▶ **WHAT YOU ARE ASKED TO DO**
Please restate the data word for word, in full.

═══ ENTRIES PROVIDED

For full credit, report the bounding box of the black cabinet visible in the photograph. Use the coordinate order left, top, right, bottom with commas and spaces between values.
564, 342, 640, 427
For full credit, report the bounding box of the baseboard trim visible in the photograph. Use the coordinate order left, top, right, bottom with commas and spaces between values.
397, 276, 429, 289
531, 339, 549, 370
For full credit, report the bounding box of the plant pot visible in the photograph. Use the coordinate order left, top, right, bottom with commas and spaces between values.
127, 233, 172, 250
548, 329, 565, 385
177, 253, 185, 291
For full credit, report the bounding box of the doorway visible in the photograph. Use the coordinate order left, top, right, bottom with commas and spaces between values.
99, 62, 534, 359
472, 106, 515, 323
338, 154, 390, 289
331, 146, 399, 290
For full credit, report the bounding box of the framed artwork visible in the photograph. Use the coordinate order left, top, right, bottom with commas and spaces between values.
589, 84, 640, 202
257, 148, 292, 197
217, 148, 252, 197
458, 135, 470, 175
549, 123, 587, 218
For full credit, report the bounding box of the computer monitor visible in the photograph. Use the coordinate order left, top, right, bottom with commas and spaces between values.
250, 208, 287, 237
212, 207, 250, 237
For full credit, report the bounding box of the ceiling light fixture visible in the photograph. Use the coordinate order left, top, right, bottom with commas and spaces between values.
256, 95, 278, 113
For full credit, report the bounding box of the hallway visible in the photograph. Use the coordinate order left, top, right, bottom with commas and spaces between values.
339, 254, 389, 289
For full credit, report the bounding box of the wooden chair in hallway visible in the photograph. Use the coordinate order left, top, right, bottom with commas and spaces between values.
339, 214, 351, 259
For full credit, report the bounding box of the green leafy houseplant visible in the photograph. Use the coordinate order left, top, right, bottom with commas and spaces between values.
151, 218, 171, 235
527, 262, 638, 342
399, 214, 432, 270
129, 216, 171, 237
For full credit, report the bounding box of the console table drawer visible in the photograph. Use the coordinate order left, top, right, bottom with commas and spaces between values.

══════

▶ **RESULT BELOW**
For full credit, report the bounding box of the black cabinet visible in the photograph. Use the coordinate order left, top, right, bottom with commas and spaces between values.
564, 342, 640, 427
For full credit, report the bounding box of the baseboard trim visible in the photograph. Use the coordinate order left, top, right, bottom with commas and spaces between values.
397, 276, 429, 289
531, 339, 549, 370
For full credit, report the bounding box of the plant pot visible in the photograph. Use the coordinate order left, top, right, bottom with commas and spaces between values.
127, 233, 172, 250
548, 329, 565, 385
177, 253, 185, 291
For full credit, report the bounding box of the doorway visible in the photograph. Use the coordinate order left, top, right, bottom with commas and spaces between values.
99, 62, 534, 359
472, 106, 515, 323
338, 154, 390, 289
331, 146, 399, 290
For full credit, report the bounding box of the framed artwork visible in the photograph. Use the coordinate order left, top, right, bottom with commas and spaces between values.
589, 84, 640, 202
257, 148, 292, 197
217, 148, 252, 197
458, 135, 470, 175
549, 123, 587, 218
For full credit, report the bounding box of the computer monitor visible in the photograph. Use the coordinate order left, top, right, bottom with commas and spaces between values.
250, 208, 287, 237
212, 207, 250, 237
For full credit, report the bounding box of the ceiling light fixture visible in the photograph. Use the coordinate order left, top, right, bottom with commas and spaces between values.
256, 95, 278, 113
For full credit, report the bounding box of the hallway visible in the photograph. Use the coordinate order left, top, right, bottom with commas and spaces between values.
339, 254, 389, 289
For full credit, report the bounding box of the wooden chair in hallway visible in the photograph. Use the coordinate order left, top, right, bottom with commas and spaces between values.
339, 214, 351, 259
For full credit, report the bounding box of the green leafy houseplant visible in the photograph. Use the coordinate order left, top, right, bottom with commas and spaces between values.
151, 218, 171, 235
527, 262, 638, 342
399, 214, 432, 270
129, 216, 171, 237
For full credit, report the bounding box of the console table drawer visible in the photograph. Use the coordinate order left, top, right, bottom with commas and spaces between values.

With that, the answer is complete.